EXERCISE MATERIALS:
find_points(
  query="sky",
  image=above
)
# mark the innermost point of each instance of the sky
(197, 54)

WHAT THE TASK REQUIRES: Each record is to be retyped exactly as it appears.

RESPONSE:
find_points(
  query="sky",
  image=above
)
# mark the innermost point of each instance of the sky
(197, 54)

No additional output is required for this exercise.